### Quoted passage
Geological disposal of high-level radioactive waste (HLW) is considered the most feasible way to isolate waste from the sphere of human life. It is essential to predict the coupled thermo-hydro-mechanical-chemical (THMC) effect on the disposal system under the deep depth condition to secure the safety of the disposal system. Especially numerical simulation is an effective method for evaluating long-term behavior. We performed a series of numerical simulations to model the THM coupled behavior of the Full-scale Emplacement (FE) experiment as a part of Task C in the DECOVALEX-2023 project. We compared the numerical simulation results using OGS-FLAC to the field data, including pore pressure, relative humidity, temperature, displacement, and stress at the bentonite and host rock, considering the ventilation process. The capillary pressure was the dominant factor in the flow of the buffer system, and we observed thermal-induced pressurization in the far-field host rock.
High-level radioactive waste has high toxicity and a long half-life of up to thousands of millions of years. Therefore, it is crucial to isolate the HLW waste from the biosphere securely, and geological disposal is considered the most feasible way.

### Tasks for this exercise
• A. Translate this sentence from the passage on geological disposal of radioactive waste into Spanish: "The capillary pressure was the dominant factor in the flow of the buffer system, and we observed thermal-induced pressurization in the far-field host rock."
• B. Continue the passage on geological disposal of radioactive waste from the point where it stops.

Natural language region descriptions:
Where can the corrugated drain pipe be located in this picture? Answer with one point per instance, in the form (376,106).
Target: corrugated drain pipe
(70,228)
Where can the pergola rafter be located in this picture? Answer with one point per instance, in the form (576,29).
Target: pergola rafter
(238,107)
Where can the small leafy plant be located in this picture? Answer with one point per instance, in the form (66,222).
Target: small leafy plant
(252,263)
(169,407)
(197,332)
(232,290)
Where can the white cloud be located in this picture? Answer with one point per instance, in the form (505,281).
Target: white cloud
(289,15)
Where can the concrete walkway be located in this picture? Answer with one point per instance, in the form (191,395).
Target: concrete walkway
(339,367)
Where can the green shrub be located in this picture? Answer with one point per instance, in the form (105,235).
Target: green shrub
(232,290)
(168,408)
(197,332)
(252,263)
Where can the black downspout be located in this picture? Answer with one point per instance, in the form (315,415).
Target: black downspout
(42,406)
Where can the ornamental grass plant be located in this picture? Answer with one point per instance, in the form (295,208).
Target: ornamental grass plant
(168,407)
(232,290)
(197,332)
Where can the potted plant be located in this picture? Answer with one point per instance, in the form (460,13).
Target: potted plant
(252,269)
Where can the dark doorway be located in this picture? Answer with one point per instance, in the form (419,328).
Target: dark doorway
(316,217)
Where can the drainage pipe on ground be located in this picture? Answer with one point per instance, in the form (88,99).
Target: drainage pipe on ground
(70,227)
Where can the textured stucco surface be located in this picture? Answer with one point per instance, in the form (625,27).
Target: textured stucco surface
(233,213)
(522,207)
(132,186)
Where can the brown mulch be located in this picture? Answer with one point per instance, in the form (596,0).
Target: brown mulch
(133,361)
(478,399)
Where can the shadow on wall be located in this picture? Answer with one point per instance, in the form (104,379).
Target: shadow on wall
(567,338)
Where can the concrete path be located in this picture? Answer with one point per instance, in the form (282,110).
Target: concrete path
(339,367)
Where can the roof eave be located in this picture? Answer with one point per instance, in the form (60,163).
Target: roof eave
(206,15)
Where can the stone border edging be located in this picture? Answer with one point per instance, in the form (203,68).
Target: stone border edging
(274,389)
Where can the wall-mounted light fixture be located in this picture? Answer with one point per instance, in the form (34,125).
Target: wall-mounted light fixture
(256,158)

### Responses to the exercise
• A. La presión capilar fue el factor dominante en el flujo del sistema de barrera, y observamos una presurización inducida térmicamente en la roca huésped del campo lejano.

• B.
The geological disposal system consists of the engineered barrier system (EBS), including a canister and bentonite, and the natural barrier system (NBS), the host rock. EBS and NBS have a role in delaying the possible nuclide migration from the waste. Hence it is essential to comprehend the thermo-hydro-mechanical-chemical (THMC) coupled interactions induced by the disposal system components to maintain the barrier system performance for a long period.
Various studies have been performed to investigate the coupled behavior, and numerical simulation has the advantage of cost-effectiveness and long-term behavior prediction of the disposal system.
DECOVALEX is one of the most famous international cooperative projects to develop numerical methods and models validating with test results to predict THMC interactions in the disposal system. DECOVALEX-2023 consists of 7 tasks, and among them, Task C aims to model the Full-scale Emplacement (FE) experiment at Mont-Terri underground research laboratory (URL) to develop numerical methods for THM coupled interaction.